[Pointing dataset excerpts]
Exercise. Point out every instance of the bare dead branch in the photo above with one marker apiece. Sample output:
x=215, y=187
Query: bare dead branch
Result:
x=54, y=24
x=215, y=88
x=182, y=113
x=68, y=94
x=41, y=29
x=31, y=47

Work to do: Copy every line of the material above without changing anything.

Task response:
Exercise. Point out every instance of the bare dead branch in the photo above with one marker apiece. Sample output:
x=215, y=187
Query: bare dead branch
Result:
x=54, y=24
x=215, y=88
x=182, y=113
x=68, y=94
x=41, y=29
x=31, y=47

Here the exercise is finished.